» Instructions to follow
Omit all pictures and give the records below again exactly as written.
<<<<
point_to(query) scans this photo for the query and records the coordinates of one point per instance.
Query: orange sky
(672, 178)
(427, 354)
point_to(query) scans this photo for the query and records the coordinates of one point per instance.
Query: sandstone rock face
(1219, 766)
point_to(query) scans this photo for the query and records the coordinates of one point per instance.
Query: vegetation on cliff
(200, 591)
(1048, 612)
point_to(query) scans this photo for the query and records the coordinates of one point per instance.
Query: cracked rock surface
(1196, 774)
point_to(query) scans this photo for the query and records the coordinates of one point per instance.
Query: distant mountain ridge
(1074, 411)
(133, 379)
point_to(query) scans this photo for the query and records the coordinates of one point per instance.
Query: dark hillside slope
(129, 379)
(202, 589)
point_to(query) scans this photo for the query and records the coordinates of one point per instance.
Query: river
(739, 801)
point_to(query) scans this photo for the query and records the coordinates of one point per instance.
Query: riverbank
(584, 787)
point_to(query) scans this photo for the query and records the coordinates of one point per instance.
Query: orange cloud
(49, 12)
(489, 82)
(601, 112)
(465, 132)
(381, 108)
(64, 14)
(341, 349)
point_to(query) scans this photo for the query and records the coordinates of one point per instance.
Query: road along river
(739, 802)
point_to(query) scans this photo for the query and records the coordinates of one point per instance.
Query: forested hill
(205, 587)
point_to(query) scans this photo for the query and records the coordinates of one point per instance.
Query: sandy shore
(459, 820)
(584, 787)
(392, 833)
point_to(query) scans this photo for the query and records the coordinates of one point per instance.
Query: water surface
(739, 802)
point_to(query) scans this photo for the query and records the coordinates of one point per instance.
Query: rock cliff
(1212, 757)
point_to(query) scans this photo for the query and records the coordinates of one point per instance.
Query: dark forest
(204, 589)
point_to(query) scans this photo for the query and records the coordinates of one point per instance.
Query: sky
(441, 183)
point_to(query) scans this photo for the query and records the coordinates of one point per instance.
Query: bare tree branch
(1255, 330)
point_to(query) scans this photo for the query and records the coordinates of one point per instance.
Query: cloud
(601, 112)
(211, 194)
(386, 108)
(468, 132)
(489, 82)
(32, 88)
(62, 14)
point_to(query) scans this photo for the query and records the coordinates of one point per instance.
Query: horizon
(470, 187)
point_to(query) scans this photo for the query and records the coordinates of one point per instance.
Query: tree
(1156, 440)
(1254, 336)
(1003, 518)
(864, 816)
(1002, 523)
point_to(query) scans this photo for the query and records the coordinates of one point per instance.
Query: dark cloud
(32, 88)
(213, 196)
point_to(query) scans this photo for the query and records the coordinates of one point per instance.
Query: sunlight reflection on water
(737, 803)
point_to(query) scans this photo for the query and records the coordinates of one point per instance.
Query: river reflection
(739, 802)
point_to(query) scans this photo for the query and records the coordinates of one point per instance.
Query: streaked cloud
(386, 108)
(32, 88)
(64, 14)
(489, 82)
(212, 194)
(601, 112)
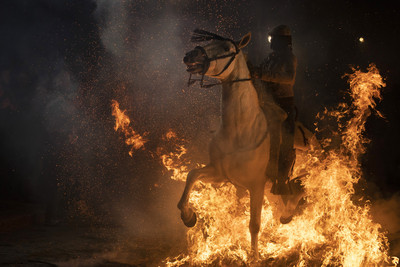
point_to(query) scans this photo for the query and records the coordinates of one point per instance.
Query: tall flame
(175, 159)
(333, 229)
(122, 122)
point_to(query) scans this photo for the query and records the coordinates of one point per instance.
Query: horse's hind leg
(256, 202)
(206, 174)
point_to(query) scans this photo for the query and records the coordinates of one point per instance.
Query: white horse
(240, 150)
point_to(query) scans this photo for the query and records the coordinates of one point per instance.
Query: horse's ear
(244, 41)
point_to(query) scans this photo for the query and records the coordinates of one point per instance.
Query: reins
(201, 35)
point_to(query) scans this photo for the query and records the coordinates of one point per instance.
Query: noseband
(201, 35)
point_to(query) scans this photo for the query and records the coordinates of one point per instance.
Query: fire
(333, 229)
(175, 160)
(122, 122)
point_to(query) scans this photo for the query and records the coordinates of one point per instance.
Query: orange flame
(122, 122)
(332, 229)
(175, 160)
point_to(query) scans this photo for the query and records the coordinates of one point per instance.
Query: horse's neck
(240, 103)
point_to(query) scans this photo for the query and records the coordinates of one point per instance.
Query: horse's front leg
(206, 174)
(256, 203)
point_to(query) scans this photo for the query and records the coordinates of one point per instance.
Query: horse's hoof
(285, 220)
(190, 220)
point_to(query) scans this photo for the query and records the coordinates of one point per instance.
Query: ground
(24, 242)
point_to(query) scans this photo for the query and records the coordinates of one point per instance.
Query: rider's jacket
(278, 72)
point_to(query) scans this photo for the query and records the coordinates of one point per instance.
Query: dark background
(62, 62)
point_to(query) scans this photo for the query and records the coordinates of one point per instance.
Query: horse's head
(216, 59)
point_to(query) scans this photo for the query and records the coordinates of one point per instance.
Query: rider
(277, 74)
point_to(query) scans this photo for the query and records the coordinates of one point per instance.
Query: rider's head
(280, 38)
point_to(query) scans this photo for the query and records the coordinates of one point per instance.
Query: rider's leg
(286, 152)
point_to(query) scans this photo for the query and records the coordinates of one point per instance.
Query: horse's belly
(247, 168)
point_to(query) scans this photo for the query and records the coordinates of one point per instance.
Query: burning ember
(122, 122)
(332, 229)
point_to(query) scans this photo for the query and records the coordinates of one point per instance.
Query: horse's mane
(202, 35)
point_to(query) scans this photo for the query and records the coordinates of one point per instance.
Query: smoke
(64, 61)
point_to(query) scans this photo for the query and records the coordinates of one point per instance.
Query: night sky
(62, 62)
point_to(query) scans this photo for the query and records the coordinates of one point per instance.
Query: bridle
(201, 35)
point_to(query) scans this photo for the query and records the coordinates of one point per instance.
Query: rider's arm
(282, 72)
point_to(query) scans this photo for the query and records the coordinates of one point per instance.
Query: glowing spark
(122, 123)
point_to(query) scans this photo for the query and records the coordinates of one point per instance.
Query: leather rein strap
(208, 60)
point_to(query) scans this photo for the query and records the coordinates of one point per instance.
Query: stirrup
(280, 187)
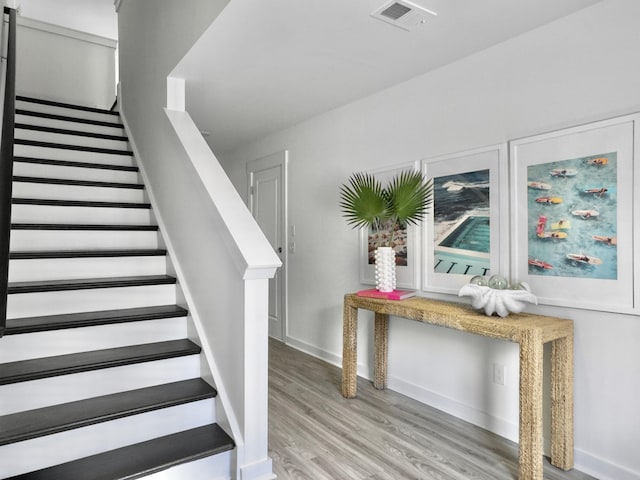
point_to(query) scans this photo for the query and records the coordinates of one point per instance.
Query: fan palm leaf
(362, 201)
(408, 197)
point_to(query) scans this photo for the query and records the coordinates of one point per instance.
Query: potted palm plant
(404, 201)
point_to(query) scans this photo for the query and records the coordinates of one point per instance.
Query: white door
(267, 201)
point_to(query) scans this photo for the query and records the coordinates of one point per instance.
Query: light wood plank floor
(316, 434)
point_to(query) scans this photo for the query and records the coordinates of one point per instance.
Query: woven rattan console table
(531, 332)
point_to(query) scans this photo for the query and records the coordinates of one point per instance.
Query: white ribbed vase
(385, 269)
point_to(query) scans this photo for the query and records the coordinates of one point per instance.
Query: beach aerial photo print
(572, 213)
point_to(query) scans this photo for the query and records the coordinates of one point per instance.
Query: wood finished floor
(316, 434)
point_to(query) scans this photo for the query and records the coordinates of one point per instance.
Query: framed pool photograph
>>>>
» Exercise response
point_to(query) scans this photo for the query and records the coordinates of one point per instance.
Query: orange sky
(672, 178)
(427, 354)
point_to(query) scans this photo for the query and records the coordinates of one point per instance.
Query: sandstone rock face
(1219, 766)
point_to(query) scans this photo for the query and records the coordinates of one point per instance.
Query: vegetation on cliff
(200, 591)
(1048, 612)
point_to(query) scans this photo for the query and records the coordinates of one point per instance.
Query: cracked rock surface
(1196, 774)
point_to(query) scans this photo for the query and records the coordinates of one point per instance.
Query: distant mountain ridge
(1074, 411)
(133, 379)
point_to(query) scans this photo for the query and records the coordinates of one point per instance.
Query: dark hillside slope
(129, 379)
(202, 589)
point_to(query) scans this photo for the query and records the coordinates of one point per instance.
Query: river
(739, 801)
point_to(query) scans this photo for the query and records the coordinates of one point per instance.
Query: riverbank
(584, 787)
point_to(query) scans this photo for the query and records the coordinates of one point per instance.
Query: orange cloud
(49, 12)
(489, 82)
(601, 112)
(465, 132)
(381, 108)
(64, 14)
(341, 349)
point_to(query) scans this photo for the query and records the coordinates of one point per instance.
Query: road along river
(739, 802)
point_to(query) scans this photo for the query and records the coordinates of one point per instance.
Query: forested hill
(205, 587)
point_to(query) scans this photo for the query and records the coordinates of one point per instance.
Query: sandy shore
(459, 820)
(584, 787)
(392, 833)
point_to(query) scans this photo for the query and records the coordinates of one point per instance.
Query: water surface
(739, 802)
point_to(query) scans this photo for the query and records the coordinates of one point per instance.
Query: rock cliff
(1212, 757)
point_to(query) scans this photo for the query and records the coordinates of one point per instance.
Query: dark forest
(204, 589)
point_to(query) scans this photo for the query and records the coordinates of one point per instance.
Query: sky
(441, 183)
point_to(query) scans this photo for the query and records the coordinates of one point per instance.
Query: bare tree branch
(1255, 330)
point_to(query) scans this photo for the query and records the coordinates of one point per instance.
Query: cloud
(601, 112)
(211, 194)
(386, 108)
(468, 132)
(489, 82)
(32, 88)
(62, 14)
point_to(query) scans this photo for the query and records the coordinates of one point per instance.
Query: horizon
(470, 187)
point_to(query) scans this photo for the query and records the coordinates of one point per instance.
Query: tree
(1156, 440)
(1254, 336)
(1003, 518)
(864, 816)
(1002, 523)
point_to(query) scans this photo for the query and records the coordinates of one point per instance.
Query: dark cloud
(32, 88)
(213, 196)
point_to(query) scans this photo for the query and records the coordinates of one point per instance.
Query: sunlight reflection on water
(737, 803)
point_to(query) scans this photo for the query and records the coordinates of one point per instance.
Query: river reflection
(739, 802)
point_to(query) scans this photo for the query and records the coordinates of one point per instance.
Query: streaked cloud
(386, 108)
(32, 88)
(64, 14)
(489, 82)
(212, 194)
(601, 112)
point_to(query) scans this photo for the query and records the coordinates of one point per instance.
Query: tall flame
(175, 159)
(333, 229)
(122, 122)
point_to(query) scans this photo for the query and records the coordinates of one point per instance.
Query: horse's hind leg
(256, 202)
(206, 174)
point_to(query) scans this photo for the query and records the coordinates of one point per instance.
Query: white horse
(240, 150)
point_to(query) scans this photo for the query and records the coordinates of one point per instance.
Query: horse's ear
(244, 41)
point_to(query) scans this photo for the query and records the coordinates of one point per instance.
Query: reins
(201, 35)
point_to(query) scans this photo for the query and records the coordinates of one point per instance.
Query: noseband
(201, 35)
point_to(query) scans this photo for the query and records the coordinates of one point per instance.
Query: fire
(333, 229)
(175, 160)
(122, 122)
point_to(query) scans this photo for the query and records the coordinates of one point per instance.
Query: orange flame
(122, 122)
(332, 229)
(175, 160)
point_to(query) scans this photo for the query and records the coordinates of one point per instance.
Query: horse's neck
(240, 103)
point_to(query) scans this photo for the query and records the coordinates of one point per instance.
Query: horse's front leg
(206, 174)
(256, 203)
point_to(query) scans this photo for the query and records the coordinates of one point per instance.
Query: horse's hoof
(285, 220)
(190, 220)
point_to(query) scans this photo for the query and records the coordinates of one point per instance.
Query: ground
(24, 242)
point_to(query) scans this photo for the query and records the coordinates of one point per instance.
Query: rider's jacket
(278, 72)
point_to(query) scans this photo for the query and records the coordinates of one point per instance.
Query: dark background
(62, 62)
point_to(query) scans this photo for the query and records the coordinates of one point per instance.
Query: horse's head
(216, 59)
point_to(query) scans this photo for the query and records the coordinates of one point per instance.
Query: rider
(277, 74)
point_to(query) scans this photo for the query and records the coordinates of one point per instance.
Query: rider's head
(280, 38)
point_to(query) scans this photo for the query and records the coordinates of one point per instance.
Query: rider's leg
(286, 152)
point_to(query) scans this photo for the query and records the coordinates of one point per instance.
Query: horse's belly
(247, 168)
point_to(query) scans this photo for the query and records the coordinates of one point per instance.
Query: burning ember
(122, 122)
(332, 229)
point_to(query) scans this photo for the query and records the coordinates of one point per instance.
Query: horse's mane
(202, 35)
point_to(query) scans this photo for the query and records the coordinates of one point per instance.
Query: smoke
(64, 61)
point_to(query) scans this photo for the query and records the coordinates of one point per instance.
Query: night sky
(62, 62)
point_to(query) scans this photo for the query and records the coordinates of one point per instance.
Query: bridle
(201, 35)
point_to(query) scans this photo for the query and records the coordinates of one point per instance.
Query: rider's arm
(282, 72)
point_to(query) scans this photo for the query and records the coordinates of one point per instance.
Query: glowing spark
(122, 123)
point_to(query) scans this photo for the query and records the coordinates of one point per instance.
Query: leather rein strap
(208, 60)
point_to(query) scans this photo for the query and records the coordinates of one point per instance.
Query: stirrup
(280, 187)
point_to(query) scans this photo for the query and records the coordinates of one point per instance.
Query: fan palm leaf
(362, 201)
(408, 197)
point_to(query) scans this photo for the query and records the coordinates of one point per instance.
Query: potted palm plant
(404, 201)
point_to(query) scans this photo for the query and records the coordinates of one point per instance.
Query: white door
(267, 201)
point_to(query) scans this photo for the query and records the coordinates of one point per instance.
Query: light wood plank floor
(316, 434)
point_to(query) scans this photo for the query and records the coordinates of one point per instance.
Query: woven rattan console table
(531, 332)
point_to(query) scans this photo for the query and records the coordinates of one point per instance.
Query: white ribbed vase
(385, 269)
point_to(query) scans this photo for the query and records the coordinates of one point per instance.
Query: beach aerial photo print
(572, 213)
point_to(query) scans this photo for the query and records the coordinates of one point per instance.
Query: wood finished floor
(316, 434)
point_to(query) scans this photo for the query and records the coordinates of one point per instance.
Query: framed pool photograph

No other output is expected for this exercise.